Exercise:
Reproduce without alteration the portion of the items below that opens with the line containing "Reviewer note: every instance of the dark brown" and continues through the final line of the items.
======== Rows ========
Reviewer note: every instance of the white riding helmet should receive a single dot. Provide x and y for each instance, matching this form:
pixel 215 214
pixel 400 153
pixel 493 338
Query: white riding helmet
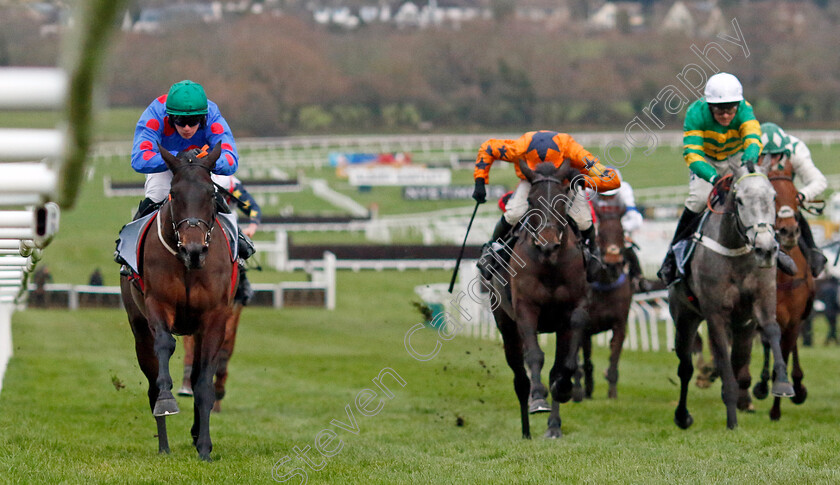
pixel 723 88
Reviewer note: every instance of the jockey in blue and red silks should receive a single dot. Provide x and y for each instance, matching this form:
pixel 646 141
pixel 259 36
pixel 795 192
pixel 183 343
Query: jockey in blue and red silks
pixel 182 119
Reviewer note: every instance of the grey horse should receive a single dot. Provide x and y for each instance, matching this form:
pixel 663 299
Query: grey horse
pixel 731 283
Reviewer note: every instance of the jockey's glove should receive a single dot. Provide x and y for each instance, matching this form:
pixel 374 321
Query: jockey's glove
pixel 480 193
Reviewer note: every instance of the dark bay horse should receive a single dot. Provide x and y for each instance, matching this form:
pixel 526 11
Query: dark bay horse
pixel 187 275
pixel 731 284
pixel 610 294
pixel 543 290
pixel 225 354
pixel 794 294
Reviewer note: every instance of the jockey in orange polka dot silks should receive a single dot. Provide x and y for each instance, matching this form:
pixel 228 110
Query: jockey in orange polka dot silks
pixel 182 119
pixel 536 147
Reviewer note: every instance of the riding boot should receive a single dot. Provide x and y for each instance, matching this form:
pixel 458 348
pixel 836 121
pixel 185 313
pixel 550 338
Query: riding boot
pixel 221 204
pixel 497 245
pixel 816 259
pixel 668 272
pixel 593 261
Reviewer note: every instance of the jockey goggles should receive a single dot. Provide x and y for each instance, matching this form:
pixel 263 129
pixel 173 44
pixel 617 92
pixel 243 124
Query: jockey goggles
pixel 187 120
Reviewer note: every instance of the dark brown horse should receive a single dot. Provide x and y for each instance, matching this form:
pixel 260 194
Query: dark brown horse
pixel 224 359
pixel 732 285
pixel 610 294
pixel 187 275
pixel 794 294
pixel 543 290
========
Reply:
Reviewer note: every instance of the dark brown horse should receive a single dot. Provide x and y for each instance, matching this form:
pixel 260 194
Query: dark brown horse
pixel 224 359
pixel 732 285
pixel 610 294
pixel 187 275
pixel 794 294
pixel 543 290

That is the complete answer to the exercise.